▶ Passage
OK, so, apparently, whoever came up with the title had nothing to do with the film, because it is not only laugh-out-loud funny, it's smart laugh-out-loud funny.
Probably this is due in part to the fact that this is an English film, not an American comedy. Americans think nothing is funnier than two stupid guys (Abbott and Costello, Dumb and Dumber, Bill and Ted, Wayne and Garth, Reagan and Bush). The English, on the other hand, think Samuel Johnson is a laugh riot. It's a bit of a cultural divide, one that has always caused me to claim I was Canadian when visiting the United Kingdom.
Oddly, the plot for Saving Grace actually sounds like the plot of a stupid American comedy. (I am not opposed to stupid American comedies, by the way; that's just the kind of comedy that we Americans happen to be good at--I mean, Curly Howard was a freakin' genius, you know, for a guy who did stupid comedy.)

▶ Study material
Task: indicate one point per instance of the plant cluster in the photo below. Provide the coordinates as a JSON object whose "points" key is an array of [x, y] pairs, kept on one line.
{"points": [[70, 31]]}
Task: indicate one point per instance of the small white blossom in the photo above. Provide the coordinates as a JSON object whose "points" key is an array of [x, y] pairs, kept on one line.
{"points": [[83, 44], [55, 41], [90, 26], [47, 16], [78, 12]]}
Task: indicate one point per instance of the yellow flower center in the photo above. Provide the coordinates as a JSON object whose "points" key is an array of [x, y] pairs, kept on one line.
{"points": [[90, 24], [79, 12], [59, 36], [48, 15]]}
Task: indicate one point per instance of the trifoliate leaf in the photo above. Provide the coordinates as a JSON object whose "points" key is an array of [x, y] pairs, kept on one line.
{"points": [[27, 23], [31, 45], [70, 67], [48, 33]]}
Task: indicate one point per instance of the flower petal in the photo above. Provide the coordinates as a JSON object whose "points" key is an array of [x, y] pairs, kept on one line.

▶ Activities
[A] Translate this sentence from the Saving Grace review into French: "The English, on the other hand, think Samuel Johnson is a laugh riot."
[B] Write the next part of the Saving Grace review, starting after its final sentence.

▶ Answers per task
[A] Les Anglais, en revanche, trouvent que Samuel Johnson est à mourir de rire.

[B]
Grace (Brenda Blethyn) is a newly widowed fifty-something woman whose husband has left her a mound of debt that threatens her hold on the 300-year-old home in which she lives. Her groundskeeper Matthew (Craig Ferguson, who wrote the script and is far better here than in his regular role on The Drew Carey Show) has a bit of plan to help Grace out.
It seems that Matthew's crop of cannabis is failing, and Grace is the finest gardener in the county. She takes in some of Matthew's sativa seedlings and starts a high-tech hydroponics lab in her quaint little greenhouse. Soon an indecent amount of indica is burgeoning in her back yard, and plans are afoot to turn the sinsemilla into some serious profit.
Of course, there are the standard scenes of elderly women "tripping out" on reefer; there are the village residents whom one would not expect to be potheads who, grace à comédie, are potheads; and there are the encounters between stuffy, upper-class Grace and some scruffy, drug-dealing lowlifes. Nonetheless, in spite of the fact that director Nigel Cole is dealing with the kind of material that made Tommy Chong famous, he manages to get some high-level laughs out of it.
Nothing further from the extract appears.